→ SOURCE TEXT
An Evening with Mozart

Read the Program Notes below, then Listen to the concert

This concert was originally performed on:

Friday, March 23, 2018, at 7:30 p.m., at St. Clare Walker Theater Pre-Concert Talk at 6:45 p.m.
Saturday, March 24, 2018, at 7:30 p.m., at Northumberland High School Theater Pre-Concert Talk at 6:45 p.m.

2018 Winter Concert

The Northern Neck Orchestra Presents
Under the direction of Michael Repper

Eine Kleine Nachtmusik (1787, K.525)

Piano Concerto No. 20 in D minor (1785, K.466) with soloist George Warren

Symphony No. 40 in G minor (1788, K.550)

Tickets $30 online or at the door. Students free with online reservation.


Program Notes by Nancy Rowland

Welcome to the winter concert of the Northern Neck Orchestra’s second season under the direction of Michael Repper. For tonight’s evening with Mozart, Maestro Repper has selected three superlative masterworks. We will hear Mozart’s most exquisite serenade, his most popular piano concerto, and his most magnificent symphony. If you think of Mozart as writing happy and serene Classical music while all the drama and passion belong with the Romantic Beethoven, hold on to your seats and prepare to enjoy this exciting concert.

→ PROVIDED RECORDS
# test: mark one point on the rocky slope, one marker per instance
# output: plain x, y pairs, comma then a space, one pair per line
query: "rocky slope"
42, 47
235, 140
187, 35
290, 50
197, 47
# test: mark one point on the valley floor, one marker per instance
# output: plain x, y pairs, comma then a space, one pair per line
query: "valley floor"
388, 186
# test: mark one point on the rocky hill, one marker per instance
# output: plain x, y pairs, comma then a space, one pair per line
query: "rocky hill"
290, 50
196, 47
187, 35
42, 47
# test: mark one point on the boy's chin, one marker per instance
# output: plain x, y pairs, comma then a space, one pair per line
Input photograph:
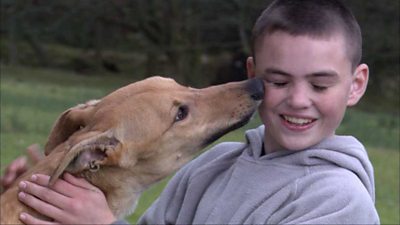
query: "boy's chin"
299, 144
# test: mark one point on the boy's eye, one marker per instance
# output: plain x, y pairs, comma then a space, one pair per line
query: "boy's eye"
319, 87
278, 83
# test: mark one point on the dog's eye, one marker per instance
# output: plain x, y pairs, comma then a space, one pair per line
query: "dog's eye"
182, 113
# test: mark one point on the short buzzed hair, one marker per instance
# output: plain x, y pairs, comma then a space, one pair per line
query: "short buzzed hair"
314, 18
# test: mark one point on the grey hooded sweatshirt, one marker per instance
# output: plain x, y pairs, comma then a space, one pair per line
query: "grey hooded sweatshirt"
234, 183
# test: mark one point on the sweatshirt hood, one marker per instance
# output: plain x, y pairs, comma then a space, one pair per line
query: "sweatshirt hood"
343, 151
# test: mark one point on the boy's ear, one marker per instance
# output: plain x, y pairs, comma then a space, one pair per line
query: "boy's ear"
250, 66
358, 84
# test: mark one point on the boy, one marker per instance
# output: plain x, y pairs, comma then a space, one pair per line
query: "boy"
292, 170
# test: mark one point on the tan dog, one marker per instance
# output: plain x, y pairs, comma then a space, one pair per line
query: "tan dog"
136, 136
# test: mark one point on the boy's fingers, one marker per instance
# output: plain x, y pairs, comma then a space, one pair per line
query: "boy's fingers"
39, 205
28, 219
44, 193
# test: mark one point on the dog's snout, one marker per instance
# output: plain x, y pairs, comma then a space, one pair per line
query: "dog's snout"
255, 87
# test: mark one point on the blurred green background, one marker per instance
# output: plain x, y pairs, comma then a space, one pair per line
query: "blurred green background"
56, 54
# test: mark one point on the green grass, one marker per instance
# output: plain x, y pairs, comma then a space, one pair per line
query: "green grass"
31, 100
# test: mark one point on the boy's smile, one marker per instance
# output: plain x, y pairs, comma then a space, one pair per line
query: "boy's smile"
309, 82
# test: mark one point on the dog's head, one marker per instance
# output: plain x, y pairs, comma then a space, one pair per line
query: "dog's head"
151, 127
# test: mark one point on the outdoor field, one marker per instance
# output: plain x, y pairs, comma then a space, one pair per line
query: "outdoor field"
32, 99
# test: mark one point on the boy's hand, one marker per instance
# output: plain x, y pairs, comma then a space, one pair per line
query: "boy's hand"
20, 165
70, 201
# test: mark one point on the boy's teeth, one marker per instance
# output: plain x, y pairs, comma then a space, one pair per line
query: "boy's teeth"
295, 120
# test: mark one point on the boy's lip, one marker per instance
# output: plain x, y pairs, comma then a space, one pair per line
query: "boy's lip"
297, 122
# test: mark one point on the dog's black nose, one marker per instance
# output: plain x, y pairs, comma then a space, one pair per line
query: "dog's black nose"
255, 87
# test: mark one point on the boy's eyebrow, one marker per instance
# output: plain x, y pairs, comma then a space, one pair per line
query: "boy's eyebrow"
322, 73
276, 71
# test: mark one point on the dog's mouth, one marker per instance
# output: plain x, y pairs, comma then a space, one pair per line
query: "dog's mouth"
215, 136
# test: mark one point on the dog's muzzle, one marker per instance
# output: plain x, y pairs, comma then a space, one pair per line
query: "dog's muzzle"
255, 87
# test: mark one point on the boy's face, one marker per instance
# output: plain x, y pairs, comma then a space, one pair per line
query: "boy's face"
308, 85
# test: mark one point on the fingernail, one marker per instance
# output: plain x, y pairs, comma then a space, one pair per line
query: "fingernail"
33, 178
22, 216
22, 185
21, 195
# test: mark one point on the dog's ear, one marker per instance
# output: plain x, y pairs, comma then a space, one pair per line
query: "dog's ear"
89, 154
68, 123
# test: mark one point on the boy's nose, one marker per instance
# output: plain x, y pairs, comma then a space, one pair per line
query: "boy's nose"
299, 98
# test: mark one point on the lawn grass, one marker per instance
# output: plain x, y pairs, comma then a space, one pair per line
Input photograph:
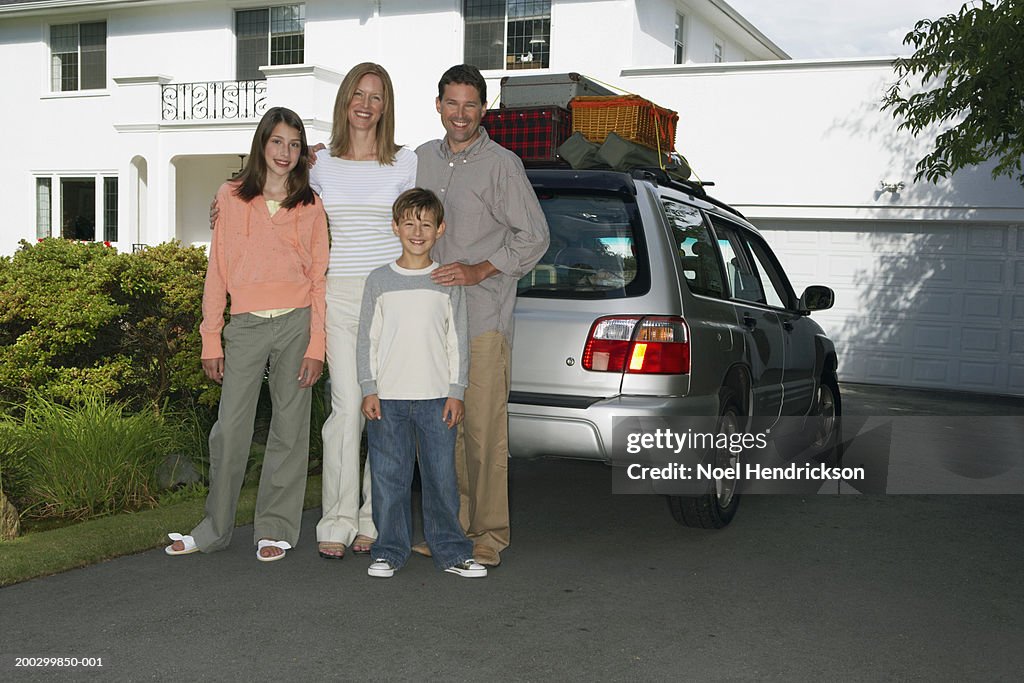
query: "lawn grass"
45, 553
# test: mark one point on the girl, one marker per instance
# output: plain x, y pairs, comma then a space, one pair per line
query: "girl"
269, 253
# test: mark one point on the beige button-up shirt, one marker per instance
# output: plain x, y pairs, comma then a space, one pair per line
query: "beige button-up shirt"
492, 214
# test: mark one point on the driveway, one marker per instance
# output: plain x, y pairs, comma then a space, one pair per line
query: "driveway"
595, 587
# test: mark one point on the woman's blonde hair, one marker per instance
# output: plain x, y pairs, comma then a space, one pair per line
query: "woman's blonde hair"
340, 138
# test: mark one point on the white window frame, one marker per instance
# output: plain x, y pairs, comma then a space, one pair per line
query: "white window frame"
718, 50
679, 39
504, 67
56, 202
49, 61
269, 34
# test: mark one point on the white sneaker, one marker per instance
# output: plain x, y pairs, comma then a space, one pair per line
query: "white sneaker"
469, 568
381, 568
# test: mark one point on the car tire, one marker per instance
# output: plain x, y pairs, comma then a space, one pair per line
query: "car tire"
716, 507
827, 426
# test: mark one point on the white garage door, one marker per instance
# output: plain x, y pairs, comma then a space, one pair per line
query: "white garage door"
918, 304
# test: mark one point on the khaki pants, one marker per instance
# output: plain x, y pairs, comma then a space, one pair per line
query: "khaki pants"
481, 453
345, 514
249, 342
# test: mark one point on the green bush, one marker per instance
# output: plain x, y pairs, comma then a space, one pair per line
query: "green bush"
90, 459
79, 316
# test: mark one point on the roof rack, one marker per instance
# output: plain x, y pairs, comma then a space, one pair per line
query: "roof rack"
660, 177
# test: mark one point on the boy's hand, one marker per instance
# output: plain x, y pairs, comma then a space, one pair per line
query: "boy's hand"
313, 148
372, 407
309, 372
214, 369
214, 212
453, 412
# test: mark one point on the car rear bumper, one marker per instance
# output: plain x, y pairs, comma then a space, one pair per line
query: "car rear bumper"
582, 428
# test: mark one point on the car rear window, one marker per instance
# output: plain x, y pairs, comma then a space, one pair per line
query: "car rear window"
597, 249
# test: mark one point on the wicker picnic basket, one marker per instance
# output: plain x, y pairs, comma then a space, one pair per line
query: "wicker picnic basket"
631, 117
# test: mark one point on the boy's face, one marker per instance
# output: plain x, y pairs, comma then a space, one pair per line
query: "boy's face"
418, 233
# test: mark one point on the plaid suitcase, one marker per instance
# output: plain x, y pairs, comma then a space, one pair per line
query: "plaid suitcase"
534, 133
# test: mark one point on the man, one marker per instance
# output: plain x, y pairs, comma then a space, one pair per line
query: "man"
496, 233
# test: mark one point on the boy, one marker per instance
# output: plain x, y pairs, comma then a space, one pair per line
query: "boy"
413, 365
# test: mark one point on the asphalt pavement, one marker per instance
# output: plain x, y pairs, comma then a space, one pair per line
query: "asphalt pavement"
595, 587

→ DIRECTIVES
A - Swap "soloist" for "guest pianist" in the Mozart concert text, giving the part from "Eine Kleine Nachtmusik" to "with online reservation." again with that one change.
B - Write the next part of the Mozart concert text, continuing on from its last sentence.

→ EXPECTED RESULTS
A -
Eine Kleine Nachtmusik (1787, K.525)

Piano Concerto No. 20 in D minor (1785, K.466) with guest pianist George Warren

Symphony No. 40 in G minor (1788, K.550)

Tickets $30 online or at the door. Students free with online reservation.

B -
The concert opens with Mozart’s Eine Kleine Nachtmusik (1787, K.525) which translates to “a little night serenade.” He called it “little” not because it is of slight importance but because he only wrote four movements instead of the seven or eight usual for such Viennese serenades.

Vienna was famous for its “night music” played outdoors in the summer by musicians going from one neighborhood to the next. Mozart’s music may sound like a simple entry in this genre, but it presents a very clever and sophisticated simplicity. Musicologists have marveled at how four short movements can hold an entire compendium of classical music in which Mozart demonstrates his unsurpassed mastery of musical forms.

Even seasoned concertgoers and professional musicians marvel again and again at such perfection. According to Aaron Copland, with Eine Kleine Nachtmusik Mozart “… tapped once again the source from which all music flows, expressing himself with a spontaneity and refinement and breathtaking rightness that has never since been duplicated.”

The work is full of elegance, wit, and charm. The first movement is fast (allegro). It sparkles with jaunty and graceful themes. The second movement is a quiet and expressive Romanze played andante (slow). The third movement is a minuet and trio, flowing and colorful. The finale movement is also played allegro and is musically buoyant. A long coda brings the serenade to a spirited conclusion.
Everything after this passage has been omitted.